Records excerpted from a collection:
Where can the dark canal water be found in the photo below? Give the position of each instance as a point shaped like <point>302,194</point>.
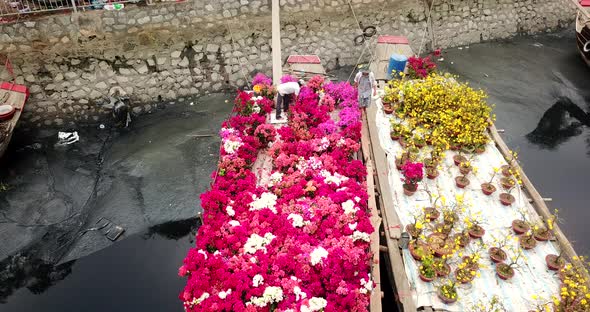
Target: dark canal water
<point>540,87</point>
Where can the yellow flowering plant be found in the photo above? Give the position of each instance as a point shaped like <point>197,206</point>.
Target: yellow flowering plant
<point>449,108</point>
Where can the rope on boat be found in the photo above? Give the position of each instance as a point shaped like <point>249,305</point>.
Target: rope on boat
<point>368,35</point>
<point>233,41</point>
<point>426,27</point>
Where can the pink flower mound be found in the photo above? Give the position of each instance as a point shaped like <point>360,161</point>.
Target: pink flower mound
<point>288,78</point>
<point>316,82</point>
<point>302,235</point>
<point>413,172</point>
<point>420,67</point>
<point>261,79</point>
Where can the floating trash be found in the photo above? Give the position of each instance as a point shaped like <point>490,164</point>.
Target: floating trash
<point>66,138</point>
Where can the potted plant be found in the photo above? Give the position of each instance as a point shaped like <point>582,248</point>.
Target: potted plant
<point>527,241</point>
<point>412,174</point>
<point>442,268</point>
<point>427,271</point>
<point>447,292</point>
<point>488,188</point>
<point>505,271</point>
<point>497,253</point>
<point>506,198</point>
<point>415,229</point>
<point>396,131</point>
<point>417,249</point>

▶ **DESCRIPTION OF THE TASK**:
Repeat the lines above, from the one containing "Where can the floating" to the final line, word for word and with nothing else.

▶ **WORKED SOLUTION**:
Where can the floating trash be found in the photo above? Give the position of each instance as a point shaped like <point>490,164</point>.
Target: floating trash
<point>66,138</point>
Where can the potted plant be found in the photo above? Give the position of each instance as a point shaped like <point>582,248</point>.
Target: potted plant
<point>527,241</point>
<point>412,174</point>
<point>442,268</point>
<point>427,271</point>
<point>447,292</point>
<point>488,188</point>
<point>505,271</point>
<point>497,253</point>
<point>506,198</point>
<point>415,229</point>
<point>396,131</point>
<point>417,249</point>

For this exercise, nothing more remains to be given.